There is an open water swim race that takes place annually in Senegal. It starts at the Voile d’Or Beach, in Dakar, and ends at Gorée Island, the last stop for many enslaved West Africans destined for the New World. It's 3.5 miles from Island to shore. While the last three U.S. presidents – prior to the current White House occupant – visited the island during their tenures the 33 year-old race, its roughly 600 annual contestants are almost all Black African swimmers (certainly few or no Americans).
The race commemorates a piece of West African lore: If you were lucky enough to escape captivity on Gorée Island, you might have chosen to brave the 3.5-mile open water swim journey back to the mainland. This story may not make a lot of sense to you, if you assume that Black people don’t historically swim, and especially during the New World slave trade era. We’ll get to that.
A young woman and man – Skylar Smith and Noah Nicholas – recent Howard University swim team alumni, plan to travel to Dakar to compete in this event. There’s a lot to unpack here, but let’s start with the race itself. There’s a short Al Jazeera clip from a couple of years ago just below.
= = = =
> [Task requirements]:
**1)** Answer these questions from the Senegal swim race text, one answer a line, marked like the questions:
(a) At which beach does the race start?
(b) According to the lore the race commemorates, what might a person who escaped captivity on Gorée Island have done?
(c) Skylar Smith and Noah Nicholas are alumni of which university's swim team?
**2)** Write a continuation of the text about the Senegal swim race, picking up after its final sentence.

> [Extracted entries]:
= = = =
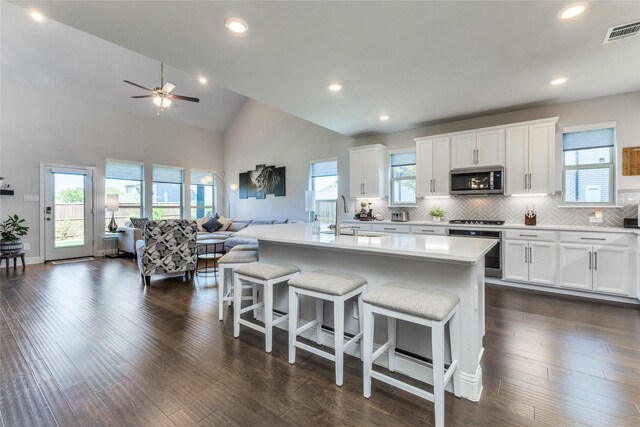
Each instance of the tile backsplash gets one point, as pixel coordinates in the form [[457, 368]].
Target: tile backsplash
[[511, 209]]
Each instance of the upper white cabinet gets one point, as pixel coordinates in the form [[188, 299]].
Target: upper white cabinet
[[366, 171], [432, 167], [530, 154], [477, 149]]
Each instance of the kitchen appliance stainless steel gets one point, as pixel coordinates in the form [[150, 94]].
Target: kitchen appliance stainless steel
[[470, 181], [493, 259], [399, 216]]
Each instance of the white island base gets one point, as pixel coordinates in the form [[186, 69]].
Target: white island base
[[370, 258]]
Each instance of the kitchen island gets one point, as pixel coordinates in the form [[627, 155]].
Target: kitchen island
[[454, 264]]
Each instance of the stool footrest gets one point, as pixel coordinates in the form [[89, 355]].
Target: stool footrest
[[316, 351], [402, 385]]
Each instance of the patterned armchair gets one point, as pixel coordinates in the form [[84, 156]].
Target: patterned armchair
[[169, 247]]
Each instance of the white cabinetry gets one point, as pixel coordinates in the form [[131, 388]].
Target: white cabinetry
[[530, 154], [366, 171], [599, 263], [530, 257], [432, 166], [476, 149]]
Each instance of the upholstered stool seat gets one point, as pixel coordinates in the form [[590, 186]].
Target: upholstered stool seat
[[415, 303], [268, 275], [227, 263], [329, 285]]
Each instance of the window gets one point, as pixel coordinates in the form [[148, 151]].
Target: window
[[126, 179], [403, 178], [203, 193], [167, 192], [589, 164], [324, 181]]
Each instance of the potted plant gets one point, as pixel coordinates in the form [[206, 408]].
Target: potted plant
[[11, 230], [436, 213]]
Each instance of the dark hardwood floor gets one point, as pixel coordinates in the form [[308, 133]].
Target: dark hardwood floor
[[87, 344]]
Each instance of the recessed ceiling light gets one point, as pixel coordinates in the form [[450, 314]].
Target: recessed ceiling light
[[37, 15], [573, 10], [236, 25]]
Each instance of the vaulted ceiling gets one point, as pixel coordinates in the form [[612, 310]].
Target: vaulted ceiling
[[418, 62]]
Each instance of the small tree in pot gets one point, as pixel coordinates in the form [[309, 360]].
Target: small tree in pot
[[11, 230]]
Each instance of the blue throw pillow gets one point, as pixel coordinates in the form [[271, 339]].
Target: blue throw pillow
[[212, 225]]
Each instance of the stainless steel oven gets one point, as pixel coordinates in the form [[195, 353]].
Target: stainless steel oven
[[493, 259]]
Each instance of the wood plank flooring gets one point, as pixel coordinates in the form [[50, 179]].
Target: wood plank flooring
[[87, 344]]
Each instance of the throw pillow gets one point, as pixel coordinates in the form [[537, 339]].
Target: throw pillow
[[201, 221], [212, 225], [226, 222], [140, 223]]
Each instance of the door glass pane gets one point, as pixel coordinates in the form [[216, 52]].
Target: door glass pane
[[69, 198]]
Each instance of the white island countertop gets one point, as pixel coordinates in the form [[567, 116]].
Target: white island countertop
[[463, 250]]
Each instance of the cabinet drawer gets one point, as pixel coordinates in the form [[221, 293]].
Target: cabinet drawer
[[391, 228], [531, 235], [596, 238], [427, 229]]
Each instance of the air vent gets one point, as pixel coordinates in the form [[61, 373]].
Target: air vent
[[622, 32]]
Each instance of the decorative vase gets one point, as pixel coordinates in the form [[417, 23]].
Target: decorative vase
[[11, 247]]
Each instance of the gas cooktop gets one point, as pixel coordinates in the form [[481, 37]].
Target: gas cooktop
[[477, 221]]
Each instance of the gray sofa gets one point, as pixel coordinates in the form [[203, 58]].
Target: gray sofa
[[128, 235]]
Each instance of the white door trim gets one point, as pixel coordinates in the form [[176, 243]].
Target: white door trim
[[43, 167]]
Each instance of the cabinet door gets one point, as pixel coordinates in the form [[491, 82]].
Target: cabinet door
= = = =
> [Task-by-task outputs]:
**1)**
(a) The Voile d’Or Beach, in Dakar.
(b) Braved the 3.5-mile open water swim back to the mainland.
(c) Howard University's.

**2)**
Let’s just break the seals on the race question. Black people don’t or can’t swim, at least like White people do. Right? Because, if they did, there’d be more Black people competing in the triathlons in which you and I participate. Right? It depends on which Black people and the time in history you’re talking about. A game-changer for me was the book Undercurrents of Power. In this book surfer, swimmer, author Kevin Dawson recounts a historic truth previously unknown to me and, probably, to most Americans: The West African aquatic culture during the Trans-Atlantic enslavement period was the dominant aquatic culture in the world at that time.
So, when the 17th or 18th century African who found or got himself from the Slave House to Gorée Island’s shoreline, and faced his or her decision, he or she was often armed with the skill and fitness to successfully make that 3.5-mile swim. I have long been of the opinion that our multisport events champion and memorialize the skills and journeys undertaken when it was for real, when survival was in the balance, and I can think of no more poignant example than the Gorée Island open water race. I want to race this event myself, of course, as many of you do too now that you know about it (if you watched that Al Jazeera clip), and an organization called Black Kids Swim is sending of Skylar and Noah to Senegal for this event.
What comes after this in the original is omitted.